#### Passage provided
BEGIN

- Directed by: K. S. Gopalakrishnan
- Produced by: Malithra Production
- Starring: Anuradha Balan K. Nair Bheeman Raghu
- Edited by: A. Sukumaran
- Music by: Cochin Alex
- Release date: 29 April 1988;
- Country: India
- Language: Malayalam

= Janmashathru =

Janmashathru is a 1988 Indian Malayalam film, directed by K. S. Gopalakrishnan and produced by Malithra Production. The film stars Anuradha, Balan K. Nair and Bheeman Raghu in the lead roles. The film has musical score by Cochin Alex.

==Cast==
- Anuradha as Savithri
- Balan K. Nair as Avarachan
- Bheeman Raghu as SI Raghu
- Vincent as Nissar
- Nellikode Bhaskaran as Nanu Pilla
- Sathaar as Joji

==Soundtrack==
The music was composed by Cochin Alex and the lyrics were written by Bharanikkavu Sivakumar and Varkala Sreekumar.

END

#### Pointing dataset items
BEGIN

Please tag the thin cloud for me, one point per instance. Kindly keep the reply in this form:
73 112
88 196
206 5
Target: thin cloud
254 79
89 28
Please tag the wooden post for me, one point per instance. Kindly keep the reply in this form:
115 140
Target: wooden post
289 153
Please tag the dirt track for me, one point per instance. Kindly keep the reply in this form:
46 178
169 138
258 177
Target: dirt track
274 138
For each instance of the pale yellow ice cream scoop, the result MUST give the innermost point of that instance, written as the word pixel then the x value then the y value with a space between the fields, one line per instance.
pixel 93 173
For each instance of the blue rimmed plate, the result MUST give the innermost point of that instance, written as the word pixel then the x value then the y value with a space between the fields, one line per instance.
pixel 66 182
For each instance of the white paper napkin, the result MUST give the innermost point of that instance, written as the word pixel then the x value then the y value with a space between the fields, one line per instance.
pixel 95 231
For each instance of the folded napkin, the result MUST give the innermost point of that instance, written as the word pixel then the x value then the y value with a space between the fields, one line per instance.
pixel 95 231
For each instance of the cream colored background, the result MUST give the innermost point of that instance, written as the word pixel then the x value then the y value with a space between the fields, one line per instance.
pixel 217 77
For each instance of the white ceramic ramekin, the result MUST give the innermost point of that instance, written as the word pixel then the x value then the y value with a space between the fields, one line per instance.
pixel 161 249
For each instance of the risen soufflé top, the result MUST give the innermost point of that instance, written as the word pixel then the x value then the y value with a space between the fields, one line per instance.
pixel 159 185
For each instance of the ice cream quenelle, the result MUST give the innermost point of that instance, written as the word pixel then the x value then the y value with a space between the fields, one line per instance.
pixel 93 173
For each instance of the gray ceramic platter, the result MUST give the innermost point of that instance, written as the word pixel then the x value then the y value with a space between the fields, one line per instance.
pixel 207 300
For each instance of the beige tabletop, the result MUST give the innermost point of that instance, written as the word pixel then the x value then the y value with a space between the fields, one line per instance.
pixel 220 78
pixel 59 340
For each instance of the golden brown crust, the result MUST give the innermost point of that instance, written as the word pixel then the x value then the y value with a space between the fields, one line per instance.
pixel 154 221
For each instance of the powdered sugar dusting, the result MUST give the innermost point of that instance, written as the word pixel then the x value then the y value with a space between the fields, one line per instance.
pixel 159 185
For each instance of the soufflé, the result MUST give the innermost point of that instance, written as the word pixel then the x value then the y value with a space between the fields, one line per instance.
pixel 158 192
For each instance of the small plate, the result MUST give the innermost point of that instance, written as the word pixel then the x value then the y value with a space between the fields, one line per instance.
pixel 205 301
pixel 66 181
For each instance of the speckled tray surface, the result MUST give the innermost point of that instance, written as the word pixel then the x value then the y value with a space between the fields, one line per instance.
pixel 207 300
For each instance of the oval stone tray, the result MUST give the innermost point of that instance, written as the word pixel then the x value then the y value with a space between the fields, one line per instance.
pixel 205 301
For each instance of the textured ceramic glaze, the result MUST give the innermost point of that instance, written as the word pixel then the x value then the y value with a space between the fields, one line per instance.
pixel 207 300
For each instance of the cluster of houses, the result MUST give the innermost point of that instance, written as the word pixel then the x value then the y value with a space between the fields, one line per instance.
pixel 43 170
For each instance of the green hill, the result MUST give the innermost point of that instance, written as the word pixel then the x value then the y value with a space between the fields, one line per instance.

END

#### Written task
Retype the part of the Janmashathru film article that opens with the words containing "- Directed by: K." and closes with "by Cochin Alex.", keeping every word and mark the same. The items have nothing to do with what comes next.

#### Answer for this exercise
- Directed by: K. S. Gopalakrishnan
- Produced by: Malithra Production
- Starring: Anuradha Balan K. Nair Bheeman Raghu
- Edited by: A. Sukumaran
- Music by: Cochin Alex
- Release date: 29 April 1988;
- Country: India
- Language: Malayalam

= Janmashathru =

Janmashathru is a 1988 Indian Malayalam film, directed by K. S. Gopalakrishnan and produced by Malithra Production. The film stars Anuradha, Balan K. Nair and Bheeman Raghu in the lead roles. The film has musical score by Cochin Alex.